Action item »
Produce an exact copy of the lines from the line containing "Objective — one dot on each instance of the white phone" through the last line of the entries below, and only those lines.
── Given entries
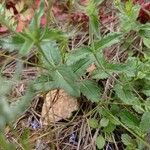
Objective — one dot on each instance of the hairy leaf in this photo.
(91, 90)
(65, 78)
(145, 122)
(107, 41)
(51, 54)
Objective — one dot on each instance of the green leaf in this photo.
(145, 122)
(100, 142)
(65, 78)
(129, 119)
(108, 40)
(145, 30)
(91, 90)
(104, 122)
(51, 54)
(93, 123)
(53, 34)
(78, 54)
(126, 139)
(35, 23)
(11, 43)
(94, 24)
(44, 83)
(28, 44)
(80, 66)
(125, 93)
(100, 74)
(146, 42)
(109, 128)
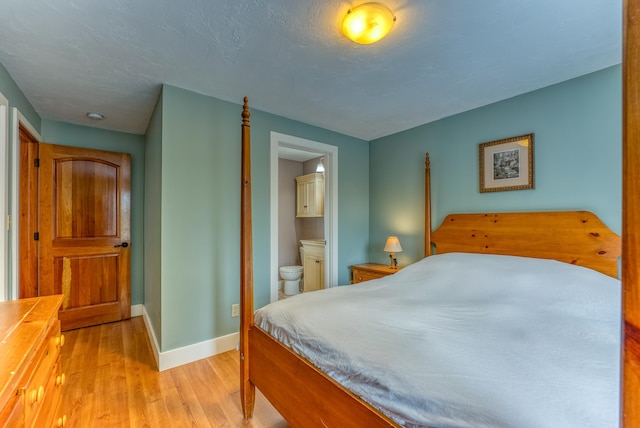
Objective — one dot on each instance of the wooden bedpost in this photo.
(427, 206)
(247, 389)
(631, 214)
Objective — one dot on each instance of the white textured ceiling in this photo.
(443, 56)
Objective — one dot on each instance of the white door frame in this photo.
(18, 119)
(4, 199)
(330, 154)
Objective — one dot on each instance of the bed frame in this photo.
(305, 396)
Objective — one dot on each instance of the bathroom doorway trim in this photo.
(330, 154)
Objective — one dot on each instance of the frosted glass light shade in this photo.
(393, 245)
(368, 23)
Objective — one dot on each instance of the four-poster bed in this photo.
(306, 396)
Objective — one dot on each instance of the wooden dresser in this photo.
(30, 371)
(368, 271)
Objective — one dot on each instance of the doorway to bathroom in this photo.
(287, 147)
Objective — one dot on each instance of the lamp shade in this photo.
(368, 23)
(393, 245)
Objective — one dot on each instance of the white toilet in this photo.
(291, 276)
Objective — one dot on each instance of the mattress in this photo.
(467, 340)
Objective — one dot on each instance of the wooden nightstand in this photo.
(367, 271)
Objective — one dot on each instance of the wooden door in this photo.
(84, 233)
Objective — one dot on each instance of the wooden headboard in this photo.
(576, 237)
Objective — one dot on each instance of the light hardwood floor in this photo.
(112, 381)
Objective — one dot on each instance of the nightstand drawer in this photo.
(369, 271)
(360, 276)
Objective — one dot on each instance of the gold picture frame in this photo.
(507, 164)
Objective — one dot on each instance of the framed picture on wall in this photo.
(507, 164)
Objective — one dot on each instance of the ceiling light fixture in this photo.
(368, 23)
(94, 115)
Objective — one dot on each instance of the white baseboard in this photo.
(190, 353)
(136, 310)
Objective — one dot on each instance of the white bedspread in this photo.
(464, 340)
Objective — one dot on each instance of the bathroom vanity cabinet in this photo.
(313, 266)
(310, 195)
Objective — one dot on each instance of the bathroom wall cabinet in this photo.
(310, 195)
(313, 267)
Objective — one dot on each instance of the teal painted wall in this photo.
(200, 205)
(66, 134)
(16, 98)
(153, 222)
(578, 161)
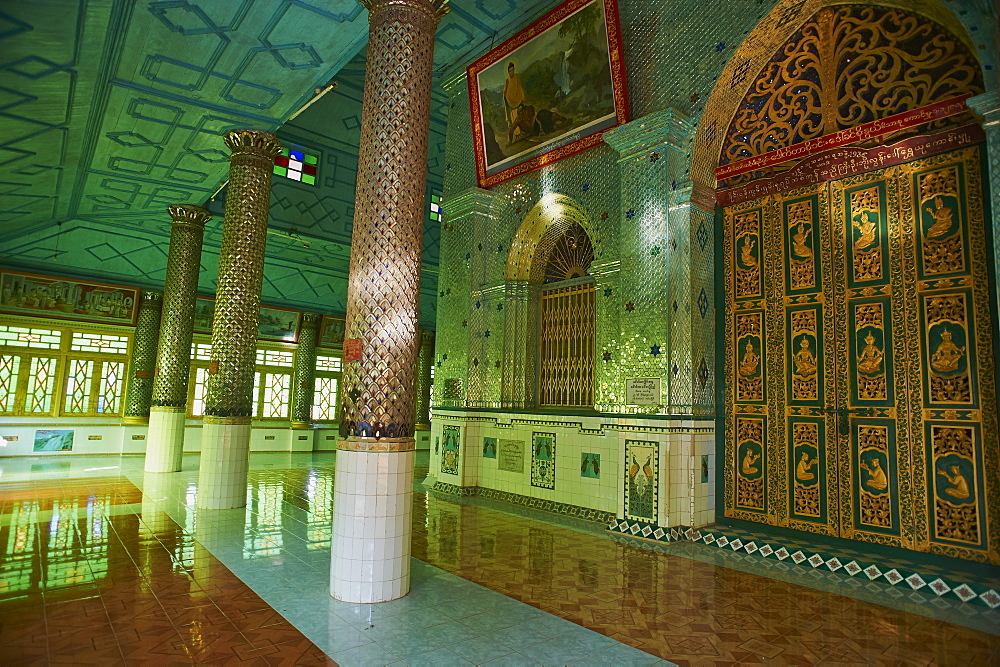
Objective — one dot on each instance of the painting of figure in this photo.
(549, 91)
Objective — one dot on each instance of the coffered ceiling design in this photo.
(112, 109)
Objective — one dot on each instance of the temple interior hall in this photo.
(516, 332)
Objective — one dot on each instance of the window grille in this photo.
(567, 346)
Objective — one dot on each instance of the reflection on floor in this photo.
(94, 570)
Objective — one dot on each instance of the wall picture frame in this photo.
(548, 92)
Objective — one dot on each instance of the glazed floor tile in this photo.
(87, 584)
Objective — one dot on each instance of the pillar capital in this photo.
(987, 105)
(188, 214)
(434, 8)
(152, 298)
(253, 142)
(663, 129)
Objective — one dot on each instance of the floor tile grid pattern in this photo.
(134, 602)
(441, 621)
(687, 611)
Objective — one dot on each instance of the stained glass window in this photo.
(103, 343)
(30, 337)
(81, 372)
(296, 165)
(9, 365)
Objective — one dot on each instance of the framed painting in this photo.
(331, 332)
(548, 92)
(66, 299)
(274, 324)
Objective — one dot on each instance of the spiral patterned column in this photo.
(371, 550)
(139, 392)
(225, 435)
(304, 372)
(425, 359)
(165, 441)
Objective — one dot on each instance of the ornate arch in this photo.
(822, 65)
(546, 223)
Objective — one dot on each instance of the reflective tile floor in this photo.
(101, 564)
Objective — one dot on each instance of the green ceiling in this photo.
(113, 109)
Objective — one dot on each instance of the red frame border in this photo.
(616, 57)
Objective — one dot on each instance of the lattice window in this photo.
(99, 343)
(325, 399)
(112, 384)
(78, 384)
(277, 395)
(9, 367)
(41, 385)
(567, 346)
(296, 165)
(45, 339)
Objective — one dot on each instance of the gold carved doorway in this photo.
(861, 398)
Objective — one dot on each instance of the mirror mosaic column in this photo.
(373, 493)
(304, 372)
(165, 444)
(225, 434)
(140, 377)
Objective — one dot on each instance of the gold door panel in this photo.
(859, 351)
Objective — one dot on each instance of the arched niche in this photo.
(789, 38)
(540, 230)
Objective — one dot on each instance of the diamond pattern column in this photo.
(165, 444)
(143, 363)
(304, 372)
(988, 106)
(373, 490)
(225, 434)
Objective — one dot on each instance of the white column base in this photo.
(225, 459)
(165, 440)
(372, 510)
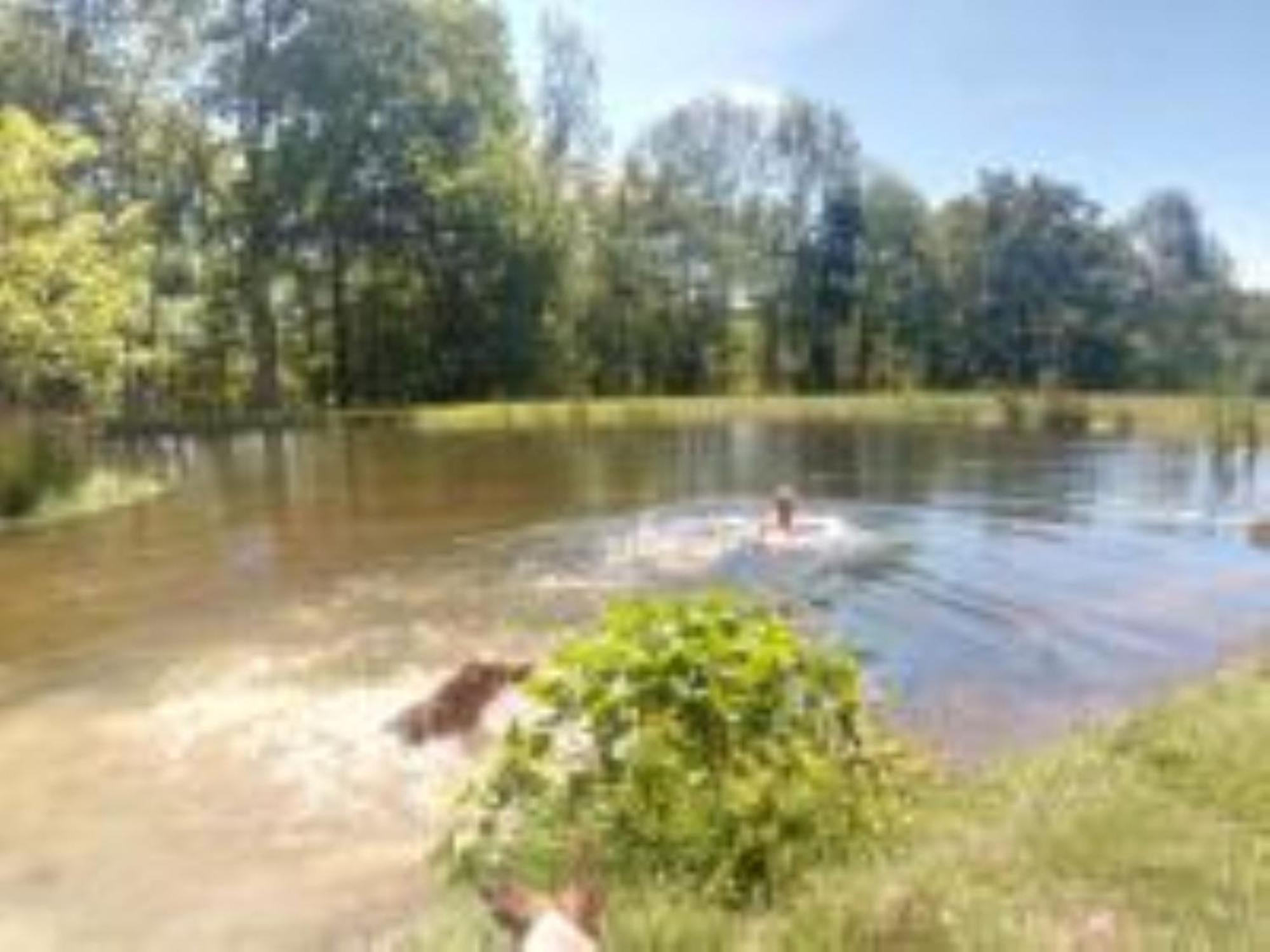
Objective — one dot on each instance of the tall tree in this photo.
(72, 276)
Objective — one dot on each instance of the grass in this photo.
(101, 491)
(1154, 833)
(1160, 416)
(1150, 414)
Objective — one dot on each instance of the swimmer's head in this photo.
(783, 502)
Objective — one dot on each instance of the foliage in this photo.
(72, 276)
(1146, 835)
(699, 742)
(351, 202)
(36, 463)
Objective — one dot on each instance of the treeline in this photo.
(225, 204)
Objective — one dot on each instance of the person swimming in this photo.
(783, 508)
(782, 520)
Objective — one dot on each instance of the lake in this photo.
(192, 690)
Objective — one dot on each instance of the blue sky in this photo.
(1121, 97)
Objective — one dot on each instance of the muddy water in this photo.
(192, 691)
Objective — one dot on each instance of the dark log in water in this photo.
(458, 705)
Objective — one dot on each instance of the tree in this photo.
(72, 277)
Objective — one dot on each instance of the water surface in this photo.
(192, 690)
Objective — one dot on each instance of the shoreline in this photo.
(1168, 416)
(1137, 832)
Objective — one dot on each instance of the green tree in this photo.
(72, 276)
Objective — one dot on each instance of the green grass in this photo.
(1163, 416)
(1150, 414)
(101, 491)
(1154, 833)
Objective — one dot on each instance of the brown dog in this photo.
(458, 705)
(539, 922)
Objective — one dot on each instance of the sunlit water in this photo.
(192, 692)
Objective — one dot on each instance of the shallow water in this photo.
(192, 691)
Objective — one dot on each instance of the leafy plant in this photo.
(700, 742)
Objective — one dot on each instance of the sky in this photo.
(1121, 97)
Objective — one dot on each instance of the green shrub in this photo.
(35, 464)
(699, 742)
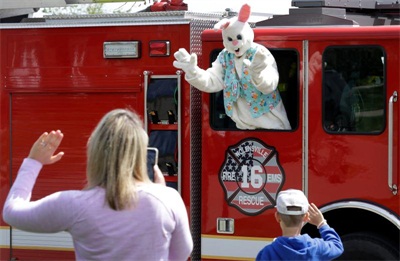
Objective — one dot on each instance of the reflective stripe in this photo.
(27, 240)
(232, 248)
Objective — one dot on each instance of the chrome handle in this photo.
(392, 187)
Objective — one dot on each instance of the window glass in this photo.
(353, 89)
(287, 62)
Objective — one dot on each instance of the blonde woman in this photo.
(121, 214)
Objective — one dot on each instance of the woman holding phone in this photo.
(120, 214)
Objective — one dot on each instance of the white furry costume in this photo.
(247, 73)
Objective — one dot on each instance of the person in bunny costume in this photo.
(247, 73)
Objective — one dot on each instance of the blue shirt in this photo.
(304, 247)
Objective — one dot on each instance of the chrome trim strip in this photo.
(305, 118)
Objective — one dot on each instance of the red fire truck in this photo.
(339, 81)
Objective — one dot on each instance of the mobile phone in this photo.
(152, 159)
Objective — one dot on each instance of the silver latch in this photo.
(225, 225)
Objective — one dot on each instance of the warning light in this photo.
(159, 48)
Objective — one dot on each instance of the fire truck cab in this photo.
(339, 81)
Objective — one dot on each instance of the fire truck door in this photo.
(351, 121)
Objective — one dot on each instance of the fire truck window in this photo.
(353, 89)
(287, 61)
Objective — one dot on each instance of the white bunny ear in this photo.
(222, 24)
(244, 13)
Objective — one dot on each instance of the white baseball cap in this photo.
(292, 198)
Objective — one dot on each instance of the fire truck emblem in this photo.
(251, 176)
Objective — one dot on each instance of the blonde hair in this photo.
(116, 157)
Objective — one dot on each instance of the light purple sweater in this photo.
(156, 229)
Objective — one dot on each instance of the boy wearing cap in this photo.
(293, 210)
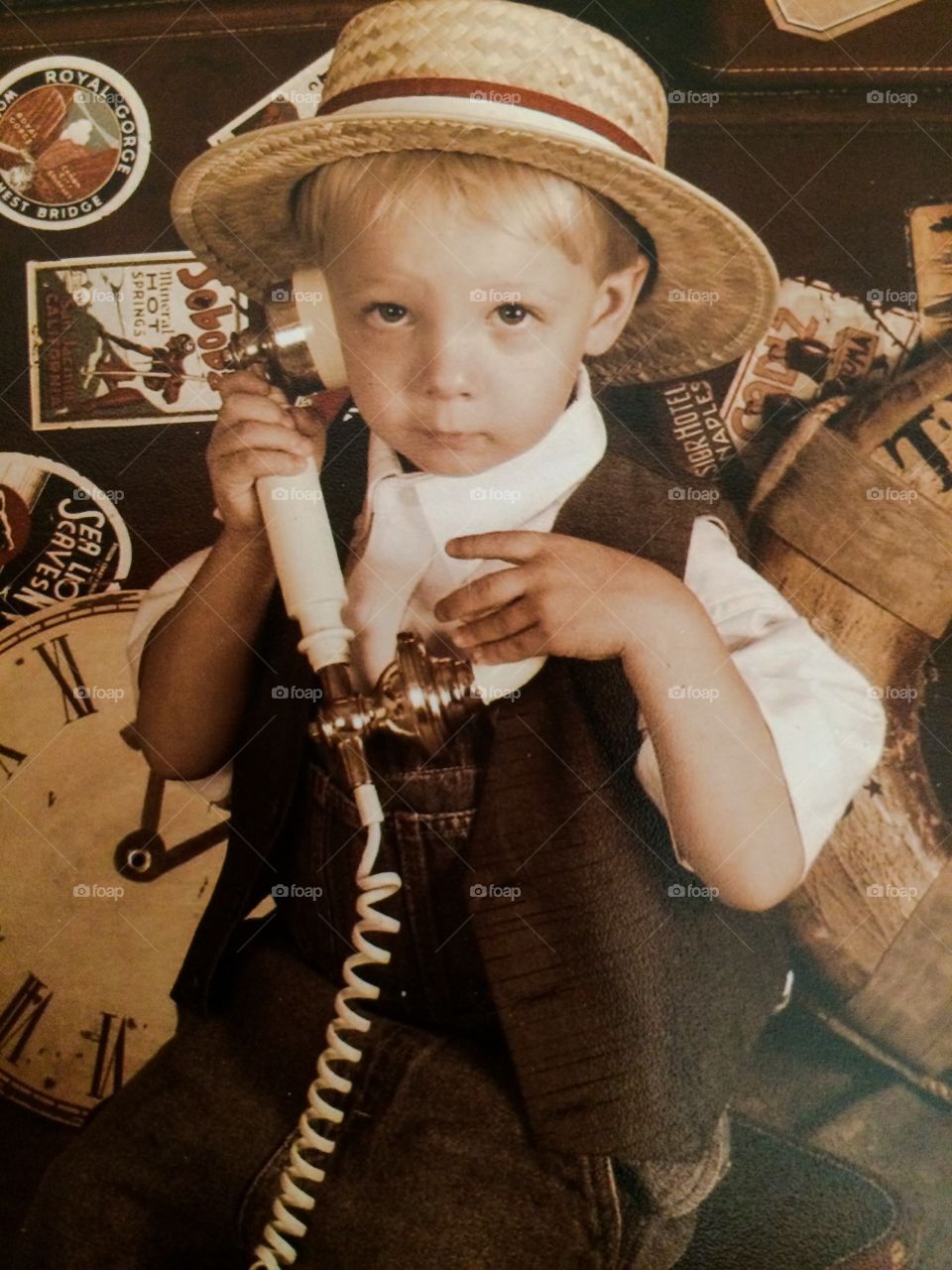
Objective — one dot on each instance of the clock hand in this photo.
(143, 855)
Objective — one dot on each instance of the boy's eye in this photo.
(391, 314)
(518, 312)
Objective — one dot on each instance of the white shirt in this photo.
(826, 724)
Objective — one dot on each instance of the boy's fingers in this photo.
(243, 408)
(259, 435)
(244, 381)
(516, 545)
(484, 594)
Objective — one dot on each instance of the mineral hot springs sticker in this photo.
(73, 143)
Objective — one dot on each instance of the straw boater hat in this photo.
(513, 81)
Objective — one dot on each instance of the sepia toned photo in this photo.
(475, 688)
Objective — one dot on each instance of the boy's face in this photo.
(462, 341)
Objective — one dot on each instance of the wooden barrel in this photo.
(874, 575)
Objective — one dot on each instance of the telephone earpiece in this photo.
(298, 343)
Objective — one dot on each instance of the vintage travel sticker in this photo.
(127, 339)
(820, 344)
(73, 143)
(60, 536)
(829, 19)
(298, 98)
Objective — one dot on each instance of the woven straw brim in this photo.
(716, 287)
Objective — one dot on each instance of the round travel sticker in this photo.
(61, 536)
(73, 143)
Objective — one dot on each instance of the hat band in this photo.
(506, 96)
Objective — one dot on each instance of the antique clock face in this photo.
(104, 867)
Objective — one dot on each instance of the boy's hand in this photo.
(565, 595)
(258, 434)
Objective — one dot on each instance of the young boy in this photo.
(566, 1008)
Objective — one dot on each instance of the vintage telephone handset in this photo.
(417, 695)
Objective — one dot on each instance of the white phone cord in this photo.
(375, 889)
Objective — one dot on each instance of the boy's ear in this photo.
(613, 305)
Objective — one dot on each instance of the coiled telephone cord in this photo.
(276, 1251)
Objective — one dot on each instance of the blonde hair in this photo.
(517, 197)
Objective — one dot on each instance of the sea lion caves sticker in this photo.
────
Task response »
Objective — one dot on each instance of the white phone cord in this photo.
(375, 889)
Objective — one dot on each instance of the boy's ear in this photo.
(613, 305)
Objective — one dot on each instance of the coiled telephone cord in this photo.
(276, 1251)
Objective — one dot on each instance of the blonde hair in this photo.
(517, 197)
Objective — one dot on each instance of the sea lion caves sticker in this photo.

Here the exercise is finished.